[Document extract Boundary: Start]

An appropriate alternative to cystectomy is TURBT followed by radiation therapy with concurrent chemotherapy. No definitive randomized trials have been completed that compare bladder-preserving trimodality treatment (TMT) with radical cystectomy [40]. A meta-analysis based upon data from 9000 patients in eight studies found no significant difference in overall survival, disease-specific survival, or progression-free survival at 5 or 10 years [41]. Other approaches include TURBT alone, TURBT followed by chemotherapy, TURBT followed by radiotherapy, and partial cystectomy. However, none have an established role in muscle-invasive bladder cancer.

TMT includes maximal TURBT followed by concurrent chemoradiotherapy, radiation (40–45 Gy to the pelvis) with concurrent radiosensitizing chemotherapy and an additional radiation boost to the bladder (20–25 Gy), if complete response is documented on repeat biopsy. If residual disease is present at response evaluation, surgical consolidation (salvage cystectomy) is recommended.

[Document extract Boundary: End]
[Listed entries Boundary: Start]

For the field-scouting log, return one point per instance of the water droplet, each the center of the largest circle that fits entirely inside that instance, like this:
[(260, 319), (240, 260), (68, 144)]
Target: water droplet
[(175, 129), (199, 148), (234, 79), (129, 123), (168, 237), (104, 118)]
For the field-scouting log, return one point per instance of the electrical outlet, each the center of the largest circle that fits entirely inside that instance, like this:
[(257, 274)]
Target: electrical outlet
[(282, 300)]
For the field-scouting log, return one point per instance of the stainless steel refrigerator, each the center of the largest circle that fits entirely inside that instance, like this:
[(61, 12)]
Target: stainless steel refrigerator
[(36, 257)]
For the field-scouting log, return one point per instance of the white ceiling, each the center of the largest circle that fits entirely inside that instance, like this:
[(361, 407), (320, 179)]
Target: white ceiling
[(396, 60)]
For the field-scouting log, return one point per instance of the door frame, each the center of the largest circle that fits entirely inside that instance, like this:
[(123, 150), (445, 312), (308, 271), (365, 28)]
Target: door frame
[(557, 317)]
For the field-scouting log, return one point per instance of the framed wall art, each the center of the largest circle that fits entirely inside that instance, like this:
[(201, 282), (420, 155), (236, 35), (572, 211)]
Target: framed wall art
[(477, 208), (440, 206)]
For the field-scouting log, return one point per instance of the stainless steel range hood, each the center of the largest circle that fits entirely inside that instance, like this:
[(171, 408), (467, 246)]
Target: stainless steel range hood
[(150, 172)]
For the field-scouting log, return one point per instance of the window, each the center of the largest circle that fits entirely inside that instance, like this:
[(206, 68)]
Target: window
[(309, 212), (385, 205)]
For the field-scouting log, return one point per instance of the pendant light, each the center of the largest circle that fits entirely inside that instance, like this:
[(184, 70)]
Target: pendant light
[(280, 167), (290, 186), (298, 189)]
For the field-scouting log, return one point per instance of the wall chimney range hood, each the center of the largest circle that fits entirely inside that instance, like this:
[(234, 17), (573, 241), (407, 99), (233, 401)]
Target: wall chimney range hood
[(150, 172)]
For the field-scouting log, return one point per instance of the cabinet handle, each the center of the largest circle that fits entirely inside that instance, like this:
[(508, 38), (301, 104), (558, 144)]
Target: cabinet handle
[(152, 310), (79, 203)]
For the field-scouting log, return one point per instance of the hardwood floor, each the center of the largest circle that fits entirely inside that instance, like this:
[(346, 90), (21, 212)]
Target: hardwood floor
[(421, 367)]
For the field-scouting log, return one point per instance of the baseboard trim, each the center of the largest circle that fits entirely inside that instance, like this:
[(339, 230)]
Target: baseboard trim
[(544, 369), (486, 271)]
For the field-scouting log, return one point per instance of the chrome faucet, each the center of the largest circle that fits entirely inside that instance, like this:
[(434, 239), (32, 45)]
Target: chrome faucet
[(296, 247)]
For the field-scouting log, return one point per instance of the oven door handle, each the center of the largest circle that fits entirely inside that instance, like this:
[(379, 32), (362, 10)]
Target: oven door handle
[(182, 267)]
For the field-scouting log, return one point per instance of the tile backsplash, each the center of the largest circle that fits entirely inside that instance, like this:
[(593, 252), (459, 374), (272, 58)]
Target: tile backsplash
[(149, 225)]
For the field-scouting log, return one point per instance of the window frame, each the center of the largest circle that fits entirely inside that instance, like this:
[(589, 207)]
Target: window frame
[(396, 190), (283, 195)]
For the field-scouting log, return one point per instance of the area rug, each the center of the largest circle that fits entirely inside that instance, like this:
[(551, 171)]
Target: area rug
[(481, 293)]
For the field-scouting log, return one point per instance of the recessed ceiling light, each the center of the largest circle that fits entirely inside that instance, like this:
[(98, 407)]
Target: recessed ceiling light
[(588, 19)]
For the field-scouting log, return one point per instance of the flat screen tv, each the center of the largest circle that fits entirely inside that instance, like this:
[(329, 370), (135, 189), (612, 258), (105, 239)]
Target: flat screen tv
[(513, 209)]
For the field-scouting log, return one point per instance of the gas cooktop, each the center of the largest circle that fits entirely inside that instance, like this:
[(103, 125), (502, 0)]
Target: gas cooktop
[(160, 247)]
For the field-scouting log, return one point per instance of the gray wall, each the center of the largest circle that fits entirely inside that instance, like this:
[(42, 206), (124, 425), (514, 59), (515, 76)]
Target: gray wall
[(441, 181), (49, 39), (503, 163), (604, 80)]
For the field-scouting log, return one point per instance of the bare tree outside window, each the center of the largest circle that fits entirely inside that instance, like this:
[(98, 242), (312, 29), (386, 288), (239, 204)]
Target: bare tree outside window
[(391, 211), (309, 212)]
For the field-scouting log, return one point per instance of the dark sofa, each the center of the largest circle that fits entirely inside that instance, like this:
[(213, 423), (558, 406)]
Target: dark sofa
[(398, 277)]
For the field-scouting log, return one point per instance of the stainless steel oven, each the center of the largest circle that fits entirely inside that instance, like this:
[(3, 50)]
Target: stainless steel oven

[Listed entries Boundary: End]

Problem description>
Answer these questions from the bladder cancer treatment text:
(a) How many patients and how many studies did the meta-analysis draw on?
(b) What radiation dose to the pelvis does TMT include?
(c) What is recommended if residual disease is present at response evaluation?

Response>
(a) 9000 patients in eight studies.
(b) 40–45 Gy.
(c) Surgical consolidation (salvage cystectomy).